> **What you need to do**
Write exactly the lines running from the start of the material below to the line that includes "Target = green field", and include no pictures.

> **Information**
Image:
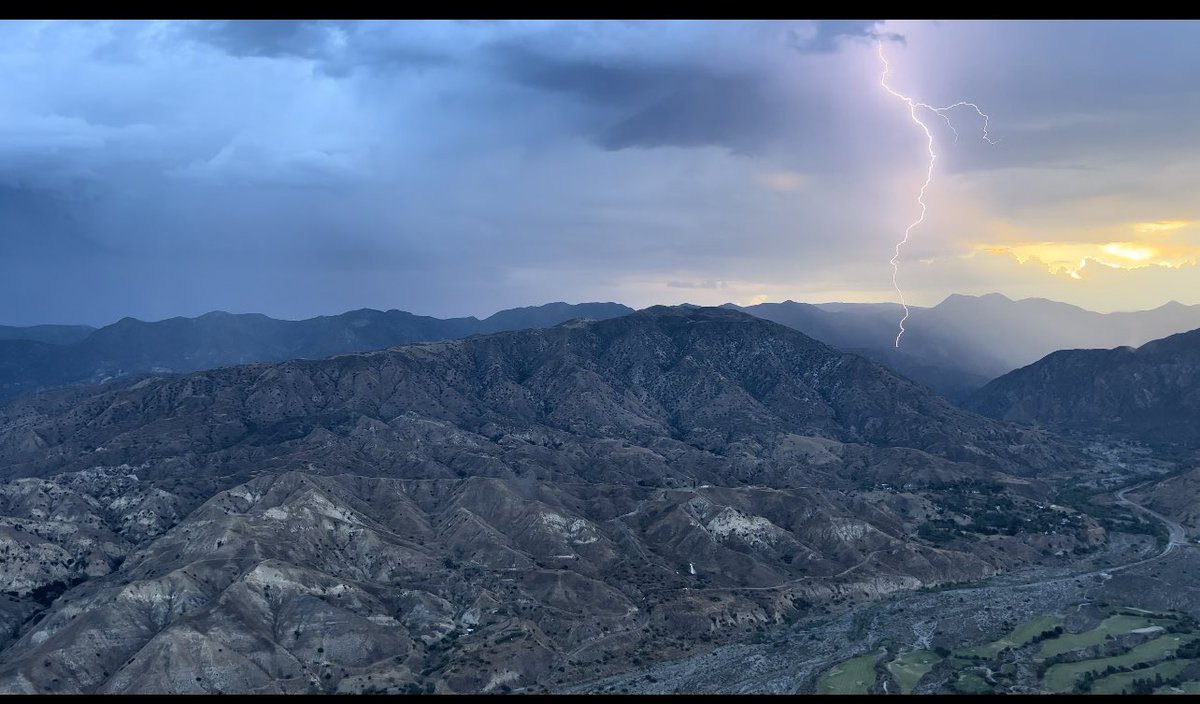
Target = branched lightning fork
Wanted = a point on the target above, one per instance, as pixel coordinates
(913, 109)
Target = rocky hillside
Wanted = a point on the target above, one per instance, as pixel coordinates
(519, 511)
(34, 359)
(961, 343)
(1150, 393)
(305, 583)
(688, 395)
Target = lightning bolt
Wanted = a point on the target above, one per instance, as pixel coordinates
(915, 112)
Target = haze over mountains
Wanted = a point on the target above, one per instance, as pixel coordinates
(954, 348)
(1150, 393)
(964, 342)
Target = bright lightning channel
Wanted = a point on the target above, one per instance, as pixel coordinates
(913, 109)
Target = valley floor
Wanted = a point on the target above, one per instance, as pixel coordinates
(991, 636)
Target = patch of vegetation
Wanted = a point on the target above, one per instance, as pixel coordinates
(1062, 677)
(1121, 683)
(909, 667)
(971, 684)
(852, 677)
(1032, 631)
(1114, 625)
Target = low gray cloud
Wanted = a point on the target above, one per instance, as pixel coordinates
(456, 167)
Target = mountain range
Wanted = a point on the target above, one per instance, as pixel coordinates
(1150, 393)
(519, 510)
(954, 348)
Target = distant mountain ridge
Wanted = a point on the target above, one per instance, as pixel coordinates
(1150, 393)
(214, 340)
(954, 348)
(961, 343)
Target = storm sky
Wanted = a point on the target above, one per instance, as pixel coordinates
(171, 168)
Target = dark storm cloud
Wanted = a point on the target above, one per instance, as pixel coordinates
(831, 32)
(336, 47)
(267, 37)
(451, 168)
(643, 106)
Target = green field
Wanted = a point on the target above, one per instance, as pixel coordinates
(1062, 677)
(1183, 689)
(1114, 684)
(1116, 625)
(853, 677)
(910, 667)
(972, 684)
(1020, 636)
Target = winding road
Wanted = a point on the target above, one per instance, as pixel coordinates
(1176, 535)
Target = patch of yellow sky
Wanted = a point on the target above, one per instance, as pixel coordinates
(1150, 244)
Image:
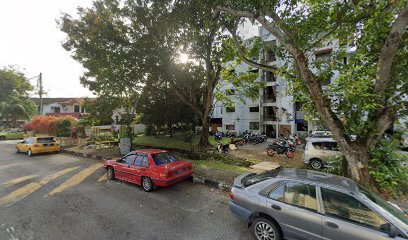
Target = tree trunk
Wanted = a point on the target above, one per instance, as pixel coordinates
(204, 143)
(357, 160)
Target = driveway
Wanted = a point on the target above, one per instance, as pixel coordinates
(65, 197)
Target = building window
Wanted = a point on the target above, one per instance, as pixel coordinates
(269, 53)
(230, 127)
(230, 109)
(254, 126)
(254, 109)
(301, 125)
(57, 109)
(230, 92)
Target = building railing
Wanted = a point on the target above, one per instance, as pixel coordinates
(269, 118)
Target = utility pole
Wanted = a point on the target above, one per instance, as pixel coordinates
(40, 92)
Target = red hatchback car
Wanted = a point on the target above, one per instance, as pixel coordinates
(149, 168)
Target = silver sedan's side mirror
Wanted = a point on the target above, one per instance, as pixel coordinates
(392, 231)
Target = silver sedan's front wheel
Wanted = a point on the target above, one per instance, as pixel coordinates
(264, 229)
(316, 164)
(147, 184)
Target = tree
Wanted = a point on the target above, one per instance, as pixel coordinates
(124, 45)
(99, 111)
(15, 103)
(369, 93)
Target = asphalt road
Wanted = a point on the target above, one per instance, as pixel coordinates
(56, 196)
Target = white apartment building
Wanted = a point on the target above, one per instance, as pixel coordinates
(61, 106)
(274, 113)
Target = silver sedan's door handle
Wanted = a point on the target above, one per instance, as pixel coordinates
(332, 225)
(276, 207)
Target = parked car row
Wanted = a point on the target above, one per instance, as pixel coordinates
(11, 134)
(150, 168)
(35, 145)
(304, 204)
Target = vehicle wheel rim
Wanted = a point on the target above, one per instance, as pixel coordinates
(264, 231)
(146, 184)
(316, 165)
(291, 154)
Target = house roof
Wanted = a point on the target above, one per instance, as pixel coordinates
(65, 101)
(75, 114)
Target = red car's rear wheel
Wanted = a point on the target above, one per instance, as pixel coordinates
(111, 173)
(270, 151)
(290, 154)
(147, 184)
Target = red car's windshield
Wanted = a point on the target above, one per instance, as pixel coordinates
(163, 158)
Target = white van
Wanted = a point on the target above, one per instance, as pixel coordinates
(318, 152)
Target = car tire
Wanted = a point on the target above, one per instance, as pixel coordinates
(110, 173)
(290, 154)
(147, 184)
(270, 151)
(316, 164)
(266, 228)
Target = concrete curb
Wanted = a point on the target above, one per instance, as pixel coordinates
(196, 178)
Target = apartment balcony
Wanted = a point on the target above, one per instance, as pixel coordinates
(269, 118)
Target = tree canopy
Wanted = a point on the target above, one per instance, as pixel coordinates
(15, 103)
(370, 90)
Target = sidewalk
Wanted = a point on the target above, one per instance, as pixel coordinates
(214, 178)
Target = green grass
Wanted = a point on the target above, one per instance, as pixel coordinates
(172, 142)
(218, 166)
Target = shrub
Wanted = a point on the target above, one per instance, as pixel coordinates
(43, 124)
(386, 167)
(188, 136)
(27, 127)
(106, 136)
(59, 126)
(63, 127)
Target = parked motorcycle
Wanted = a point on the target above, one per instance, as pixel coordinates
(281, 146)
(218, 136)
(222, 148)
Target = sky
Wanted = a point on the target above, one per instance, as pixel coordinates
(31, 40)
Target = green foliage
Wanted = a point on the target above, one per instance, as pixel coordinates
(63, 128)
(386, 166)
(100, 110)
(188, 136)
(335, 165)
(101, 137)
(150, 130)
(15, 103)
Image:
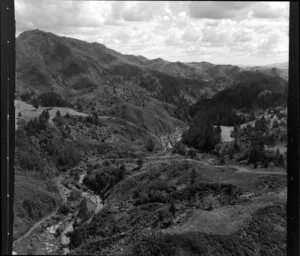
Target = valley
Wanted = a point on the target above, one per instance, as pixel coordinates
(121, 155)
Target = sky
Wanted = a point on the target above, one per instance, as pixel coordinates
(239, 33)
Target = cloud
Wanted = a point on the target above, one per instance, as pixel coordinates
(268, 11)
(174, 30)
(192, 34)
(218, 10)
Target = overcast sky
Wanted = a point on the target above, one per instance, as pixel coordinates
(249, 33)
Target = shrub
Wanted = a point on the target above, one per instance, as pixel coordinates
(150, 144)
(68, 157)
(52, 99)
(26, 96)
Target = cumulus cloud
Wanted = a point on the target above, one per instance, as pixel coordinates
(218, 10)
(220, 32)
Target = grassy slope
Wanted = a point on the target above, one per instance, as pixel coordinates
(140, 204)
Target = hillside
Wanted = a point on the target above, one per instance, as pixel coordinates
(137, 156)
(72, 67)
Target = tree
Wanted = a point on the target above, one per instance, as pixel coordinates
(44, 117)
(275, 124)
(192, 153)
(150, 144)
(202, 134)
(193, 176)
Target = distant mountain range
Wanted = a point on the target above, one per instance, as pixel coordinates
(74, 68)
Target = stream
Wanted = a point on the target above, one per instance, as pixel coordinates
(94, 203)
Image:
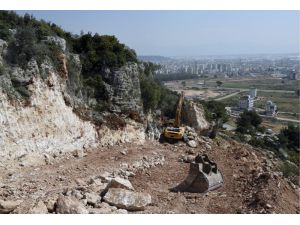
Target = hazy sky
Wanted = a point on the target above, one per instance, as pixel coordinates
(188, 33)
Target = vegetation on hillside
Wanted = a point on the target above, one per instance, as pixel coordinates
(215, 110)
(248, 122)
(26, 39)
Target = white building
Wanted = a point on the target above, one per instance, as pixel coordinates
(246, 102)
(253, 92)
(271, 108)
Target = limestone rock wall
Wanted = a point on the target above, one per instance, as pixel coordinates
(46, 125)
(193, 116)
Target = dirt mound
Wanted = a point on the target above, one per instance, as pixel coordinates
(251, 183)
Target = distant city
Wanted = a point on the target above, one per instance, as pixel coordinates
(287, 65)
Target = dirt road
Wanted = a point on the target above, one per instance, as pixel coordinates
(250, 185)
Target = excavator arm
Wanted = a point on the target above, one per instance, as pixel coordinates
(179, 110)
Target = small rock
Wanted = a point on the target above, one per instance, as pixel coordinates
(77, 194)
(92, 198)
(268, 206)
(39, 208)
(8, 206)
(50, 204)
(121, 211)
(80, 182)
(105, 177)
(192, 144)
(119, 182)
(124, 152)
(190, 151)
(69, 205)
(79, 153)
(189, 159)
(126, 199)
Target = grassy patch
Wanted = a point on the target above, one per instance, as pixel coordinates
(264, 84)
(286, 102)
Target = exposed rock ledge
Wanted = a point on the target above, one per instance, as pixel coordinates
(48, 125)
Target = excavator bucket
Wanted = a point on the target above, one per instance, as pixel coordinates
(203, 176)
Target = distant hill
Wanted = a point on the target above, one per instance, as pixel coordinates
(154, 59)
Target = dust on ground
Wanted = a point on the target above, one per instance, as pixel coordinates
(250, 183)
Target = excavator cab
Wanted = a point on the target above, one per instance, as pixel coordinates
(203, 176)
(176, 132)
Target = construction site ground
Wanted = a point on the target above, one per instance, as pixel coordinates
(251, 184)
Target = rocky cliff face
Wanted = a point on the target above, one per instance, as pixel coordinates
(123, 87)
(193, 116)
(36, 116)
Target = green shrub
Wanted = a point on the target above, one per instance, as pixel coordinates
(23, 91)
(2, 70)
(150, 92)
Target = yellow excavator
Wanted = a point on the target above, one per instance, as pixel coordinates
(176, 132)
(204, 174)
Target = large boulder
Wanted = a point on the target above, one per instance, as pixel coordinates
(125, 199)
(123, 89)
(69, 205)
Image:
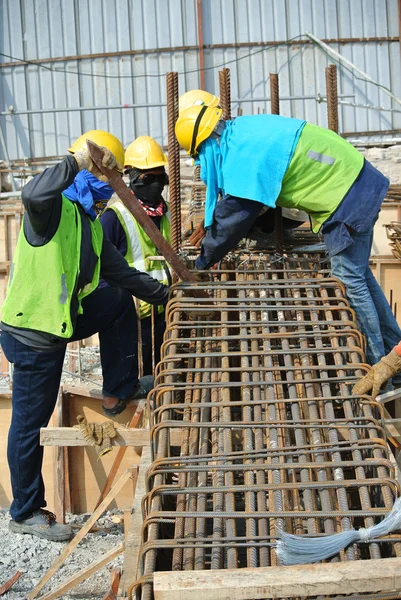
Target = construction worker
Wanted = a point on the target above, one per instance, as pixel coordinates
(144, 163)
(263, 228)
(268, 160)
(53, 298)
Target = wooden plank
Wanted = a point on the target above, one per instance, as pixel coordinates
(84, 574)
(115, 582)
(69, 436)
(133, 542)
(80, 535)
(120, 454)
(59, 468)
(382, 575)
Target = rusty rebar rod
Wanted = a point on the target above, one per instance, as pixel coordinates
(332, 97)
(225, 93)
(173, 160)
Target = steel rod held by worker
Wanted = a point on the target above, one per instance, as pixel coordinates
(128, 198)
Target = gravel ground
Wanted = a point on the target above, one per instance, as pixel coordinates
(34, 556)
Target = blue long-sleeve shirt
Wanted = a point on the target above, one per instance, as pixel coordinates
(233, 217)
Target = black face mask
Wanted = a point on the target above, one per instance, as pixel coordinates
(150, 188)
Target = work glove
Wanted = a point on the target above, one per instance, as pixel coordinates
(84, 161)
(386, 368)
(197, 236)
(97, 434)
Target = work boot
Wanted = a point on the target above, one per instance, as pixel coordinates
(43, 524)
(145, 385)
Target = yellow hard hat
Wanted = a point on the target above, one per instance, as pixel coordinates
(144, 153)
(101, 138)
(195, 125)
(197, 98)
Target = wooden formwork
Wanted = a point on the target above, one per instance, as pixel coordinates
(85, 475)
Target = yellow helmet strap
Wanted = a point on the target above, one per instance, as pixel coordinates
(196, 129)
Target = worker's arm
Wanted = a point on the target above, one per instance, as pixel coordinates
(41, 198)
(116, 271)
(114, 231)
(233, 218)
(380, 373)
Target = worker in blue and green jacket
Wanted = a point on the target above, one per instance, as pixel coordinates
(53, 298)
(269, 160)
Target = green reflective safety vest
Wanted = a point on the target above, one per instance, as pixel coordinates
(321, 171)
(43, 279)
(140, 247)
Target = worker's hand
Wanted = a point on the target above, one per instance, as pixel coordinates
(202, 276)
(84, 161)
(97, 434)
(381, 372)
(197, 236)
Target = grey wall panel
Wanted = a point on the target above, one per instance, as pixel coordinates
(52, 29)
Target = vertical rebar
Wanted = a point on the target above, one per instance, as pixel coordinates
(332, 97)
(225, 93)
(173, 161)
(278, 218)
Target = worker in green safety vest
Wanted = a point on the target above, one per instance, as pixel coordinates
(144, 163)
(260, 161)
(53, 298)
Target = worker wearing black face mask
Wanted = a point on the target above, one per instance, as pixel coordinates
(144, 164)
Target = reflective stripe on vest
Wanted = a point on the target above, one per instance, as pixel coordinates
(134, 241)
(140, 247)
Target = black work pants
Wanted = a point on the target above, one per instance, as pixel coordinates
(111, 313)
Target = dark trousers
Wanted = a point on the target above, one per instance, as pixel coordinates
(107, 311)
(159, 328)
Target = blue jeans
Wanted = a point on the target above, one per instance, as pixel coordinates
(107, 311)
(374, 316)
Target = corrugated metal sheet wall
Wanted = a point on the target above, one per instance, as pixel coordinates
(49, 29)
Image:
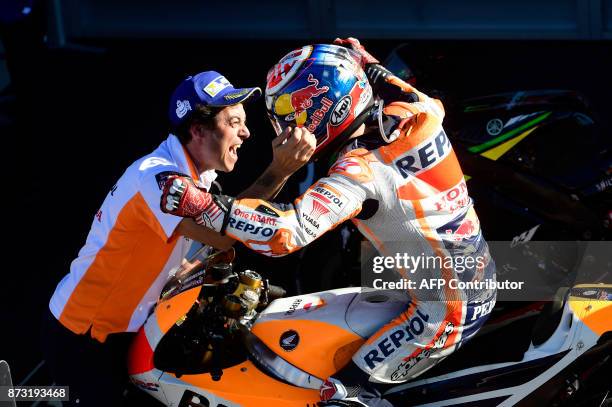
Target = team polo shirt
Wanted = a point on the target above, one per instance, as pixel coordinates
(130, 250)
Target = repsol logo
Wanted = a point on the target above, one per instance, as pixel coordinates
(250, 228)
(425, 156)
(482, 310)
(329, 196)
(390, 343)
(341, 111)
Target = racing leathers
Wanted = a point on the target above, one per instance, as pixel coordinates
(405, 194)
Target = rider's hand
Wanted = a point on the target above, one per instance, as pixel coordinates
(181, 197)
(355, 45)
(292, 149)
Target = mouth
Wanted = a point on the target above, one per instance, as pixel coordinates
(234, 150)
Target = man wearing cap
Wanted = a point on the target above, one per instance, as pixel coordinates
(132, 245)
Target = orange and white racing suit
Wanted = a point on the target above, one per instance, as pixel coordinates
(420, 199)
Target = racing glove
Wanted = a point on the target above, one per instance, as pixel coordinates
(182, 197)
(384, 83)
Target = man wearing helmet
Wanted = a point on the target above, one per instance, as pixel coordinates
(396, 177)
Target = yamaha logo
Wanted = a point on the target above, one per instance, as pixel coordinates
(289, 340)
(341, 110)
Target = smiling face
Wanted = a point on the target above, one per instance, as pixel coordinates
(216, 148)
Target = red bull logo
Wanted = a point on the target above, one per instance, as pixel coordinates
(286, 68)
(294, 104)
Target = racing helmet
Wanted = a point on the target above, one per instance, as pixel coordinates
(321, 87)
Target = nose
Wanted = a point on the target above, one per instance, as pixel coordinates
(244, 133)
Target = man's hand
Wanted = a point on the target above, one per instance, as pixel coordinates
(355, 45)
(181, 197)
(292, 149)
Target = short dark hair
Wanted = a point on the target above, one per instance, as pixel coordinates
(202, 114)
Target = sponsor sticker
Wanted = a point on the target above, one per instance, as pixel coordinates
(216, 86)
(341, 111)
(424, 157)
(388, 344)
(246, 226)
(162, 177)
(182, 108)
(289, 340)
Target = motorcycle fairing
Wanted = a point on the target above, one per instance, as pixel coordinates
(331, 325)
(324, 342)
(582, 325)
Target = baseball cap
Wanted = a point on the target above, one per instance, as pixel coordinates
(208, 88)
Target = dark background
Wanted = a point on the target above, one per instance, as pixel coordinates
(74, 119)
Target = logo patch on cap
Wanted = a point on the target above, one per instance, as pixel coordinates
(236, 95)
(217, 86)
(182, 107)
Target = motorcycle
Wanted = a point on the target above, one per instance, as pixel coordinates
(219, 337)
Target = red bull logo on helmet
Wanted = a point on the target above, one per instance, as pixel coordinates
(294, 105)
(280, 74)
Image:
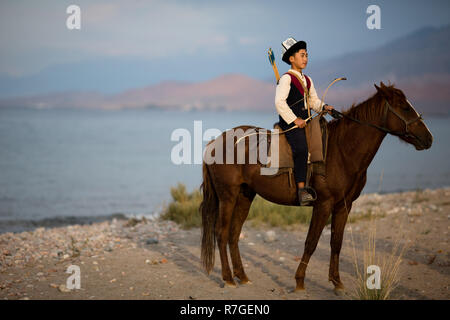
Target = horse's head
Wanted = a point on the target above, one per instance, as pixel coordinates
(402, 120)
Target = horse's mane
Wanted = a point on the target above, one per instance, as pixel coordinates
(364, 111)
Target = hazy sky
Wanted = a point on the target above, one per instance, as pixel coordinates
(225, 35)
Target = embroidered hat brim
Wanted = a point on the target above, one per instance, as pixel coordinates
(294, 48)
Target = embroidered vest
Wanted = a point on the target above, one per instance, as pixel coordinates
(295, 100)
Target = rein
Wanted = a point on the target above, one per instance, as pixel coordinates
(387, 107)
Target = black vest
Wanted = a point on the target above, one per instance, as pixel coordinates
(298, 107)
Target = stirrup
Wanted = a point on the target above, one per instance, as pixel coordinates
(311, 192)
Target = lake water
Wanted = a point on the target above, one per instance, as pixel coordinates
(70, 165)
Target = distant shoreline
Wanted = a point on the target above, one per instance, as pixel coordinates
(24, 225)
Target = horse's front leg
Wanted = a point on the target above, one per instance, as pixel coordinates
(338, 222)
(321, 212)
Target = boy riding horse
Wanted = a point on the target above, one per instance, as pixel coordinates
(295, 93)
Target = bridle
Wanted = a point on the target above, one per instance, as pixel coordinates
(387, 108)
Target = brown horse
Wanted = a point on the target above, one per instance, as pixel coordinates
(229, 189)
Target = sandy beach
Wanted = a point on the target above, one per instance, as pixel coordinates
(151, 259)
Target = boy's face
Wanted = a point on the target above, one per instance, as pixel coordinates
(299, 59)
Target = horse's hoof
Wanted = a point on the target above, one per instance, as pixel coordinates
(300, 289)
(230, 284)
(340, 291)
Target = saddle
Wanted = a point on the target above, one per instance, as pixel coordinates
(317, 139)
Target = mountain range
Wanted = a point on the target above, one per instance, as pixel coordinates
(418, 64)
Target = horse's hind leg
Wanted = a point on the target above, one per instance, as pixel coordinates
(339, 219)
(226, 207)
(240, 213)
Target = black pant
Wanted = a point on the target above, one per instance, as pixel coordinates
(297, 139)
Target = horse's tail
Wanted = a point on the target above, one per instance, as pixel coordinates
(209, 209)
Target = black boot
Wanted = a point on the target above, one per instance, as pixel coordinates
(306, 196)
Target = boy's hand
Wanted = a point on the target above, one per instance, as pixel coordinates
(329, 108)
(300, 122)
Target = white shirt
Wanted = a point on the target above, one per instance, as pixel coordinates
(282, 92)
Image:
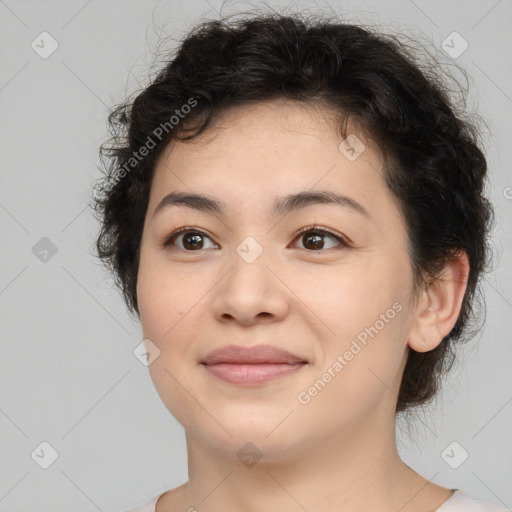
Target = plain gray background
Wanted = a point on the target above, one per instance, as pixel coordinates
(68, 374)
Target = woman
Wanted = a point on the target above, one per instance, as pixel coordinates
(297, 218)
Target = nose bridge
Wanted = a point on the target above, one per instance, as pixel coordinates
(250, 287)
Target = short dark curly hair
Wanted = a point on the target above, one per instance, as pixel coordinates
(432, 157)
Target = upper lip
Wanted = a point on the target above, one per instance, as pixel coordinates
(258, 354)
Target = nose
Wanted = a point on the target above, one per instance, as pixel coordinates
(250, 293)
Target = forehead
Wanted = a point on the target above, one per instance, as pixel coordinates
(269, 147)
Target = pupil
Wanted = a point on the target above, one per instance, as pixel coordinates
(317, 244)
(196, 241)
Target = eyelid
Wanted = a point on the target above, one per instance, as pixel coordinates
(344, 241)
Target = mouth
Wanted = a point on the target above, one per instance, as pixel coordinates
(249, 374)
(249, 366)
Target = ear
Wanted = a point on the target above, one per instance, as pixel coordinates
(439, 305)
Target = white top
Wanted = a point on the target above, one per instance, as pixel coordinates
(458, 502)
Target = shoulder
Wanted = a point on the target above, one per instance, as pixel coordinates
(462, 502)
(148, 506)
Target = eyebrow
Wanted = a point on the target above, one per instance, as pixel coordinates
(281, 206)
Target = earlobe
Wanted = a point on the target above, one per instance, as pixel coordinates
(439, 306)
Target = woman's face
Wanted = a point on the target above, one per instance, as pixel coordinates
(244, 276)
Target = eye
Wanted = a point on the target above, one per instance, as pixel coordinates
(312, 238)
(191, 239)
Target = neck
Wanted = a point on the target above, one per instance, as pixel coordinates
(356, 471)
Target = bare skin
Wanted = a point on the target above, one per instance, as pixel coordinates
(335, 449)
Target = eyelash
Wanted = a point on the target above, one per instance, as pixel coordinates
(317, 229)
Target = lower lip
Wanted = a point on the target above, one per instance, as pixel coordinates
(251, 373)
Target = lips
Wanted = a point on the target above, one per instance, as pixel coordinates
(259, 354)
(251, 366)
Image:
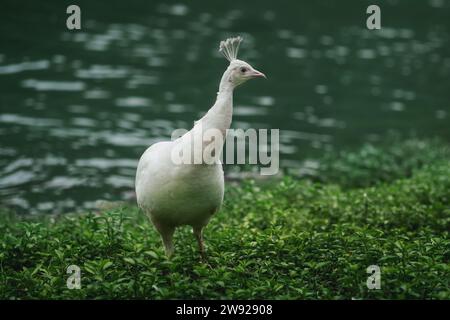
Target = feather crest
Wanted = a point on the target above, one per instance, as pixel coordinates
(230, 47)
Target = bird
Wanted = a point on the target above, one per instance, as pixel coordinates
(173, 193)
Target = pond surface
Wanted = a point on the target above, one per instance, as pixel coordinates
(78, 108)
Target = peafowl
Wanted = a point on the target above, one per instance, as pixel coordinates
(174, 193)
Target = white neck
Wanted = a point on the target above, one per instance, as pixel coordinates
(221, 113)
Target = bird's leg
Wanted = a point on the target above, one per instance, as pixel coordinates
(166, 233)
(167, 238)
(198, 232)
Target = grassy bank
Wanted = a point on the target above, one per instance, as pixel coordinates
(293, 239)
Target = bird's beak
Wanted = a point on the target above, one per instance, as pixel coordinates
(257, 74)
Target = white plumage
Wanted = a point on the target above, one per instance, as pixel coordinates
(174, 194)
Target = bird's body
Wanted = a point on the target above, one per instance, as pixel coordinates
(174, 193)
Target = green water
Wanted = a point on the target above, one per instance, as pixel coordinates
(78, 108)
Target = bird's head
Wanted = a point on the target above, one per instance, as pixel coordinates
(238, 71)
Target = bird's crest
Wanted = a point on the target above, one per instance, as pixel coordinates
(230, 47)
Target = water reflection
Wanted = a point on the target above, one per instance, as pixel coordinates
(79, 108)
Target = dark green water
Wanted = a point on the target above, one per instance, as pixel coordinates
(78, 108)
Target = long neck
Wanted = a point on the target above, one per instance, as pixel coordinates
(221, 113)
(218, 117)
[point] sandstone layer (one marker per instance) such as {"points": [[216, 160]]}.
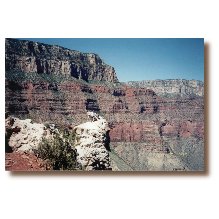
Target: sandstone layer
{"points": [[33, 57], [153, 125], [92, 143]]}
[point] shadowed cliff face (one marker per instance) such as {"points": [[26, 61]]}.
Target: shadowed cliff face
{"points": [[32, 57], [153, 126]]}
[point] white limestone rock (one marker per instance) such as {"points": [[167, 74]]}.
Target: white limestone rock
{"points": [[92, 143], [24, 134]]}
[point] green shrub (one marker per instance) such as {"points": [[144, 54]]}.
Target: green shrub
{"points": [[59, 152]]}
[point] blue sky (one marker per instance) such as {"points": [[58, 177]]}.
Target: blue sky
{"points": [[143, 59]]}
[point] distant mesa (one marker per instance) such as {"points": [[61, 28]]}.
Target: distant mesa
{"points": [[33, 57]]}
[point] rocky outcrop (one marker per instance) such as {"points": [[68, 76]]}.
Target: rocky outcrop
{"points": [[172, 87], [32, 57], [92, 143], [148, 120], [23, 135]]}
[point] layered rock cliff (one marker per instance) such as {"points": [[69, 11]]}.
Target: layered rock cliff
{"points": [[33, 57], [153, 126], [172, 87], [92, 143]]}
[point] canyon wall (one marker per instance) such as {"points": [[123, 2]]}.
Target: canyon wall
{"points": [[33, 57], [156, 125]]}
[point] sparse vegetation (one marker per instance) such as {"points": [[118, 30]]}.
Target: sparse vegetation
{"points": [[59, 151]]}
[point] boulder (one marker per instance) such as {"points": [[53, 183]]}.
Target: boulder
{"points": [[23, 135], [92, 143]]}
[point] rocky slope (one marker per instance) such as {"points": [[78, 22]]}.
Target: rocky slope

> **Result for this task**
Image:
Target = branched lightning fork
Wanted = a point on the target above, one per instance, as pixel coordinates
(913, 109)
Target = rocky hillside
Wanted = a point on the target above, one per instance, as pixel coordinates
(519, 511)
(34, 359)
(961, 343)
(1150, 393)
(305, 583)
(688, 395)
Target = lightning bolt
Wanted = a point on the target above, one per instance, as pixel coordinates
(915, 112)
Target = haze over mountains
Wanted = a point on the target above, one per instance, as pixel coordinates
(954, 348)
(1150, 393)
(964, 342)
Target = bright lightning channel
Wanted = a point on the target above, one per instance, as pixel coordinates
(913, 109)
Target = valley floor
Wanted = a point on the target above, one per instance, as pixel coordinates
(991, 636)
Target = patch of vegetation
Wanted = a point on the target above, one per instance, as pixel coordinates
(1062, 677)
(1121, 683)
(909, 667)
(971, 684)
(852, 677)
(1032, 631)
(1114, 625)
Target = low gray cloud
Wanted = a point on the target above, one per instance, as pixel coordinates
(456, 167)
Target = mountain range
Wanted = a point on the target above, one per instance, as pixel coordinates
(1150, 393)
(519, 510)
(954, 348)
Target = distant mountain ridge
Wanted = a point on the target above, one per instance, as pixel coordinates
(1150, 393)
(214, 340)
(954, 348)
(961, 343)
Target = storm sky
Wanted = a point on the target above, one per instance, as pixel coordinates
(171, 168)
Target = dark storm cloud
Wanted = a point on the target above, one per instance, as pixel coordinates
(831, 32)
(336, 47)
(267, 37)
(451, 168)
(643, 106)
Target = green field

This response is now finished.